GIVEN INFORMATION:

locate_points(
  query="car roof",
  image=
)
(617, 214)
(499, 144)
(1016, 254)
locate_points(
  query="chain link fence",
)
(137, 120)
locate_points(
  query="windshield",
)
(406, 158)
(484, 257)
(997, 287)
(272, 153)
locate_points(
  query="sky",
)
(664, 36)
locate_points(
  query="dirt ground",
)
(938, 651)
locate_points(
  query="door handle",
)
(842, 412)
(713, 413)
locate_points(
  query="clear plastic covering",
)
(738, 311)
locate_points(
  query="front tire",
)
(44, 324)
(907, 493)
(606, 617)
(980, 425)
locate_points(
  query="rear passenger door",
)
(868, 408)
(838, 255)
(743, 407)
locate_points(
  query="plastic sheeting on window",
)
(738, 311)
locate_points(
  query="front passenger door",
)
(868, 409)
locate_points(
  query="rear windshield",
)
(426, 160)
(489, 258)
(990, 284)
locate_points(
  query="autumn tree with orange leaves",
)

TASK ITEM: Print all the entries exactly as written.

RESULT BELOW:
locate_points(
  query="car roof",
  image=
)
(617, 214)
(499, 144)
(1016, 254)
locate_points(
  query="chain link fence",
)
(137, 120)
locate_points(
  query="windshield",
)
(406, 158)
(484, 257)
(997, 287)
(272, 153)
locate_points(
  query="sky",
)
(664, 36)
locate_points(
  query="dirt ground",
)
(938, 651)
locate_points(
  query="door handle",
)
(842, 412)
(713, 413)
locate_points(
  query="clear plastic covering",
)
(738, 311)
locate_points(
  query="front tire",
)
(44, 324)
(907, 493)
(606, 617)
(980, 425)
locate_points(
  query="rear passenger door",
)
(868, 408)
(838, 255)
(743, 407)
locate_points(
  query="plastic sheeting on window",
)
(738, 311)
locate_points(
  query="front passenger door",
)
(868, 409)
locate_points(
  query="rear windshield",
)
(426, 160)
(489, 258)
(990, 284)
locate_points(
  query="autumn tree with orange leaves",
)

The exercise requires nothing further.